▶

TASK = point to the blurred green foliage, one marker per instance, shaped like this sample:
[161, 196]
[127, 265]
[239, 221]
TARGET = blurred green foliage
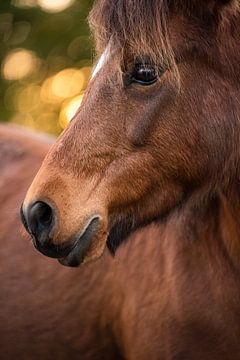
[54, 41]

◀

:: WORK TO COMPLETE ::
Rewrite the material above, changing every "foliage" to "leaves" and keeping everything else the same. Omit the pictures.

:: FINAL RESULT ::
TASK = point to the blurred green leaves, one marker per instance, shaped like this sample:
[161, 196]
[127, 265]
[239, 221]
TARGET = blurred green leaves
[54, 41]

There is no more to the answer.